Text passage:
-- Opening Marker --
So when is a variable not a variable? When it’s readonly… from section 7.6.4 (emphasis mine) :

If T is a struct-type and I identifies an instance field of that class-type:

  • If E is a value, or if the field is readonly and the reference occurs outside an instance constructor of the struct in which the field is declared, then the result is a value, namely the value of the field I in the struct instance given by E.

(There’s a very similar bullet for T being a class-type; the important part is that the field type is a value type

The upshot is that if you have a method call of:

int result = someField.Foo();

then it’s effectively converted into this:

var tmp = someField;
int result = tmp.Foo();

Now if the type of the field is quite a large value type, but Foo() doesn’t modify the value (which it never does within my value types), that’s performing a copy completely unnecessarily.

To see this in action outside Noda Time, I’ve built a little sample app.

Show me the code!

Our example is a simple 256-bit type, composed of 4 Int64 values. The type itself doesn’t do anything useful – it just holds the four values, and exposes them via properties. We then measure how long it takes to sum the four properties lots of times.

using System;
using System.Diagnostics;

public struct Int256
{
    private readonly long bits0;
    private readonly long bits1;
    private readonly long bits2;
    private readonly long bits3;
    
    public Int256(long bits0, long bits1, long bits2, long bits3)
-- Closing Marker --
Dataset:
-- Opening Marker --
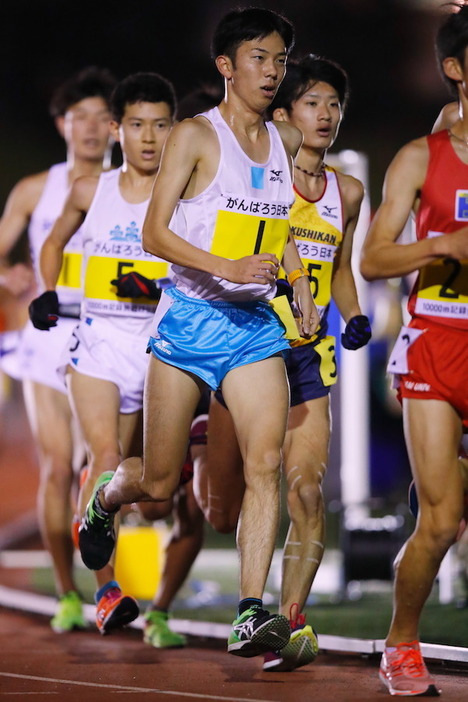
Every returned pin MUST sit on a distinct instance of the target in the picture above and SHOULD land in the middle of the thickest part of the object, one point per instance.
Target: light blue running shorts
(209, 338)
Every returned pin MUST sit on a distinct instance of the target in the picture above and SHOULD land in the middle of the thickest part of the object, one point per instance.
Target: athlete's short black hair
(452, 40)
(142, 87)
(309, 70)
(245, 24)
(89, 82)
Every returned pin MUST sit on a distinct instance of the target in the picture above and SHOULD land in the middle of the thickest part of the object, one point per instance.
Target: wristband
(298, 273)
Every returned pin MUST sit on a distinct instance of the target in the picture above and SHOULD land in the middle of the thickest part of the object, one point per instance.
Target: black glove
(136, 285)
(283, 288)
(43, 311)
(357, 333)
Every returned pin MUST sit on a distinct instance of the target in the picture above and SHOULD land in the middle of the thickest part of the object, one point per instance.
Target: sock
(102, 591)
(247, 603)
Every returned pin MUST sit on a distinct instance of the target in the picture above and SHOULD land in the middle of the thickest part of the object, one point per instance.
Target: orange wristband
(298, 273)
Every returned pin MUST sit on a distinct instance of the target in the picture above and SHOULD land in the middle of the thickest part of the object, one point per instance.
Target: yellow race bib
(70, 272)
(237, 235)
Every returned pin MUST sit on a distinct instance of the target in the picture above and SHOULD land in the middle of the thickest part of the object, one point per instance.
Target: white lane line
(128, 688)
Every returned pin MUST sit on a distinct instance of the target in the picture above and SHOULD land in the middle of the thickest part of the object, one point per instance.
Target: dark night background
(385, 45)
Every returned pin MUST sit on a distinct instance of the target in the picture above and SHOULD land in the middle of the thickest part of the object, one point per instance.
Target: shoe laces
(105, 520)
(410, 659)
(296, 618)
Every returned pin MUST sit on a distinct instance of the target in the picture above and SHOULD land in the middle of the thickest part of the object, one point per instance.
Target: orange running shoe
(115, 610)
(404, 672)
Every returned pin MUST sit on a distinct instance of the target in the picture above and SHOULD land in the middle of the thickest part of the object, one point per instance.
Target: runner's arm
(382, 256)
(343, 287)
(69, 221)
(187, 147)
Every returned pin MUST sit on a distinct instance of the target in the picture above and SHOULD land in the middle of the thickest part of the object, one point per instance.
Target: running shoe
(404, 672)
(158, 633)
(114, 610)
(96, 533)
(301, 649)
(199, 430)
(413, 504)
(257, 631)
(69, 614)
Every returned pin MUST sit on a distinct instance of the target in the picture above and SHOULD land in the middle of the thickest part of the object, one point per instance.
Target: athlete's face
(318, 115)
(85, 127)
(142, 133)
(257, 71)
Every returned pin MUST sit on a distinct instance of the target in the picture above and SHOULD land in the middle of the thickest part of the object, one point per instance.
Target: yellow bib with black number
(70, 272)
(326, 350)
(102, 269)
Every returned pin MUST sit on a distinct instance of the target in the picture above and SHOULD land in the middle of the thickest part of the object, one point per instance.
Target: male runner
(225, 227)
(323, 218)
(430, 358)
(106, 360)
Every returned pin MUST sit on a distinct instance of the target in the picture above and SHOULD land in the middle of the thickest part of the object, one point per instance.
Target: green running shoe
(96, 534)
(69, 614)
(257, 631)
(159, 634)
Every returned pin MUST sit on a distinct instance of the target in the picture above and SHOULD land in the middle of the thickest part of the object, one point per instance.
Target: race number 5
(121, 265)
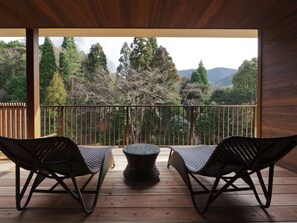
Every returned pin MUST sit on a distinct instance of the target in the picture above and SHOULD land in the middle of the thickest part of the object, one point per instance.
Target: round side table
(141, 165)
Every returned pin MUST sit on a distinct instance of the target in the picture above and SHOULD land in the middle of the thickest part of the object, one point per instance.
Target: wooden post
(33, 103)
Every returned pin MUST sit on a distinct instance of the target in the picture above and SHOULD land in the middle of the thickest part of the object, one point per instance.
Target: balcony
(165, 201)
(122, 125)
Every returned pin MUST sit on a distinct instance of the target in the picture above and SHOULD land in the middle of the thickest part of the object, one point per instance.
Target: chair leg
(77, 193)
(177, 162)
(20, 193)
(267, 190)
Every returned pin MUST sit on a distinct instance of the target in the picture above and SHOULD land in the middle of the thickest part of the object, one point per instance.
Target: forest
(151, 101)
(146, 75)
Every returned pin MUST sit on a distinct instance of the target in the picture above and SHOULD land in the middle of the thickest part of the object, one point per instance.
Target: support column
(33, 102)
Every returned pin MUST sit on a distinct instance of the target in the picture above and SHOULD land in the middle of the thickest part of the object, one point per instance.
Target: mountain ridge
(219, 76)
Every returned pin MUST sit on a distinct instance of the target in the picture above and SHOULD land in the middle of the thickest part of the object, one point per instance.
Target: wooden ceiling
(213, 14)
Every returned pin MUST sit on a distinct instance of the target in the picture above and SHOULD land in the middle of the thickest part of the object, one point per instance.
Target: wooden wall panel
(279, 83)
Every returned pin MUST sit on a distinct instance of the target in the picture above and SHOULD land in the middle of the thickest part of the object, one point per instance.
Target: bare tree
(145, 87)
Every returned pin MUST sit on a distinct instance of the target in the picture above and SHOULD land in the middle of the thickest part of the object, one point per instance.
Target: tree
(154, 44)
(47, 66)
(97, 88)
(95, 60)
(245, 81)
(144, 87)
(13, 72)
(141, 54)
(56, 93)
(69, 63)
(125, 58)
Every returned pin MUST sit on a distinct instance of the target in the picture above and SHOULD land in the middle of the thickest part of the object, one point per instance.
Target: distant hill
(219, 76)
(219, 73)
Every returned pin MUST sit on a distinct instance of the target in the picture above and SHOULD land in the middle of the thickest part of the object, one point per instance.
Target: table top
(141, 149)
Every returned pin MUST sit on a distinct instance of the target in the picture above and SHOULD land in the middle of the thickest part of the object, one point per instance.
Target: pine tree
(56, 93)
(245, 82)
(95, 60)
(125, 58)
(142, 54)
(69, 63)
(47, 66)
(195, 91)
(154, 44)
(13, 72)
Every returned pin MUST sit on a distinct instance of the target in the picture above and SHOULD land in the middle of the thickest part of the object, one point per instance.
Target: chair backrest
(238, 152)
(254, 153)
(58, 154)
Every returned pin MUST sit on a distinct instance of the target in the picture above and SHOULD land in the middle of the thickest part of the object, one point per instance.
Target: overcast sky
(185, 51)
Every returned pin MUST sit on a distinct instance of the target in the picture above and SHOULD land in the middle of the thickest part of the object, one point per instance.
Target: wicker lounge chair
(234, 158)
(57, 158)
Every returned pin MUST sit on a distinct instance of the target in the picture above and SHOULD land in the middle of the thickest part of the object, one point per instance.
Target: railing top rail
(181, 106)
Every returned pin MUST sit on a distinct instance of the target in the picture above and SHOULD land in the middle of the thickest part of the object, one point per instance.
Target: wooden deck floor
(165, 201)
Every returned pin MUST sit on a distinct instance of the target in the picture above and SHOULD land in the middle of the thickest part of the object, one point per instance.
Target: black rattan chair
(234, 158)
(57, 158)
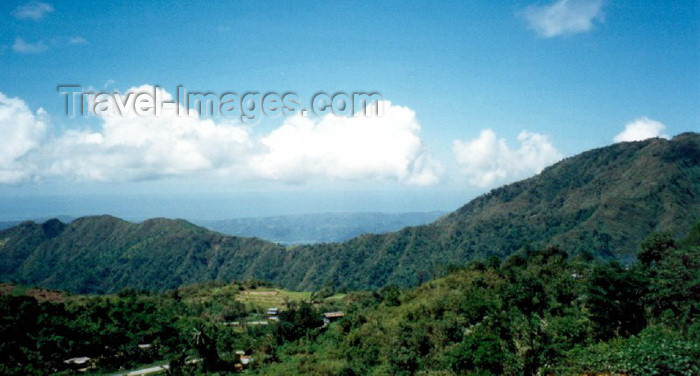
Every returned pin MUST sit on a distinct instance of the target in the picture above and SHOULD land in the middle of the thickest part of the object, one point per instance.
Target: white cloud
(77, 40)
(349, 148)
(129, 147)
(34, 10)
(489, 161)
(564, 17)
(23, 47)
(21, 132)
(641, 129)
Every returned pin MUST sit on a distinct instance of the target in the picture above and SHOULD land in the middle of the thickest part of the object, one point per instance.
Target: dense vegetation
(603, 201)
(537, 312)
(319, 227)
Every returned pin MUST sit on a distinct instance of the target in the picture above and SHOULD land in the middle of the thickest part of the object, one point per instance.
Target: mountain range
(602, 202)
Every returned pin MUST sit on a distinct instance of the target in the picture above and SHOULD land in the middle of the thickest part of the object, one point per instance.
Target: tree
(655, 247)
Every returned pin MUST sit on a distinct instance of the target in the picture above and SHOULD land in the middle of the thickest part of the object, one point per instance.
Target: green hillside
(538, 312)
(602, 202)
(318, 227)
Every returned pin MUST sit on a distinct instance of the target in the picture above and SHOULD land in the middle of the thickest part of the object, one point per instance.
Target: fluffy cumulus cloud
(564, 17)
(349, 148)
(33, 10)
(488, 161)
(130, 147)
(21, 132)
(641, 129)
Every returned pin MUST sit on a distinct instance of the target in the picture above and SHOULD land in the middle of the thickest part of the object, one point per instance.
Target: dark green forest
(539, 311)
(603, 201)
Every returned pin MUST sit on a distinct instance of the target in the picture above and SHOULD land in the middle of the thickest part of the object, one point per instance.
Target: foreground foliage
(538, 312)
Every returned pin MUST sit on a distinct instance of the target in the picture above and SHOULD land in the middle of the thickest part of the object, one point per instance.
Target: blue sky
(497, 90)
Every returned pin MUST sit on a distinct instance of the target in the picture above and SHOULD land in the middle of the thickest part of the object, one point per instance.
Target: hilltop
(601, 202)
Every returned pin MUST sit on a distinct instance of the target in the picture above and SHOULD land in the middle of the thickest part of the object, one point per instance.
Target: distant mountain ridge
(603, 201)
(318, 227)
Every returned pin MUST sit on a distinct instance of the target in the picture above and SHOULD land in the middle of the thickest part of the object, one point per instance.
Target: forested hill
(604, 201)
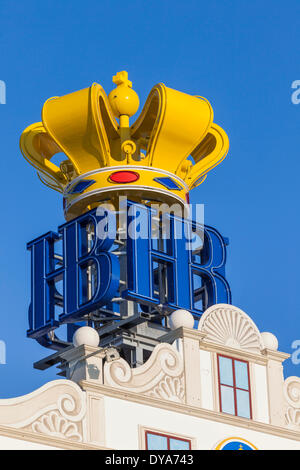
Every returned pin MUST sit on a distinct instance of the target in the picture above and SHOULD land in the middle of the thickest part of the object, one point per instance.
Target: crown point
(123, 99)
(121, 78)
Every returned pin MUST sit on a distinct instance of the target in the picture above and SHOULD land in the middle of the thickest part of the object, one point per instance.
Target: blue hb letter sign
(192, 280)
(49, 269)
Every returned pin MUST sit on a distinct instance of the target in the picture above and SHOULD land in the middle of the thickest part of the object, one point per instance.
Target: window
(157, 441)
(234, 387)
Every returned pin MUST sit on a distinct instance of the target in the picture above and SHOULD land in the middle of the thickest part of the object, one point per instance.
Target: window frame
(234, 387)
(168, 436)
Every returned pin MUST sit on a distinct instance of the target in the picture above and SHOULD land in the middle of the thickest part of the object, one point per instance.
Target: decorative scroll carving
(55, 425)
(161, 376)
(56, 409)
(292, 397)
(230, 326)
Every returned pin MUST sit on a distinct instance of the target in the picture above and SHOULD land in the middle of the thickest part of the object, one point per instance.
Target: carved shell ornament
(161, 376)
(55, 425)
(291, 392)
(230, 326)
-- Closing Marker --
Required action 1: From the passage on readonly struct fields, list every private field declared in the Int256 struct.
Required action 2: Continue the passage on readonly struct fields from the point at which it stops.
The records are separate material and are unrelated to the text.

Answer space 1: bits0, bits1, bits2, bits3

Answer space 2:
    {
        this.bits0 = bits0;
        this.bits1 = bits1;
        this.bits2 = bits2;
        this.bits3 = bits3;
    }
    
    public long Bits0 { get { return bits0; } }
    public long Bits1 { get { return bits1; } }
    public long Bits2 { get { return bits2; } }
    public long Bits3 { get { return bits3; } }
}

class Test
{
    private readonly Int256 value;

    public Test()
    {
        value = new Int256(1L, 5L, 10L, 100L);
    }
    
    public long TotalValue 
    { 
        get 
        {
            return value.Bits0 + value.Bits1 + value.Bits2 + value.Bits3; 
        }
    }
    
    public void RunTest()
    {
        // Just make sure it’s JITted…
        var sample = TotalValue;
        Stopwatch sw = Stopwatch.StartNew();
        long total = 0;
        for (int i = 0; i < 1000000000; i++)
        {
            total += TotalValue;
        }
        sw.Stop();
        Console.WriteLine("Total time: {0}ms", sw.ElapsedMilliseconds);
    }
    
    static void Main()
    {
        new Test().RunTest();
    }
}

Building this from the command line with /o+ /debug- and running (in a 64-bit CLR, but no RyuJIT) this takes about 20 seconds to run on my laptop. We can make it much faster with just one small change:

class Test
{
    private Int256 value;

    // Code as before
}

The same test now takes about 4 seconds – a 5-fold speed improvement, just by making a field non-readonly. If we look at the IL for the TotalValue property, the copying becomes obvious. Here it is when the field is readonly:

.method public hidebysig specialname instance int64 
        get_TotalValue() cil managed
{
  // Code size       60 (0x3c)
  .maxstack  2
  .locals init (valuetype Int256 V_0,
           valuetype Int256 V_1,
           valuetype Int256 V_2,
           valuetype Int256 V_3)
  IL_0000:  ldarg.0
  IL_0001:  ldfld      valuetype Int256 Test::’value’
  IL_0006:  stloc.0
  IL_0007:  ldloca.s   V_0
  IL_0009:  call       instance int64 Int256::get_Bits0()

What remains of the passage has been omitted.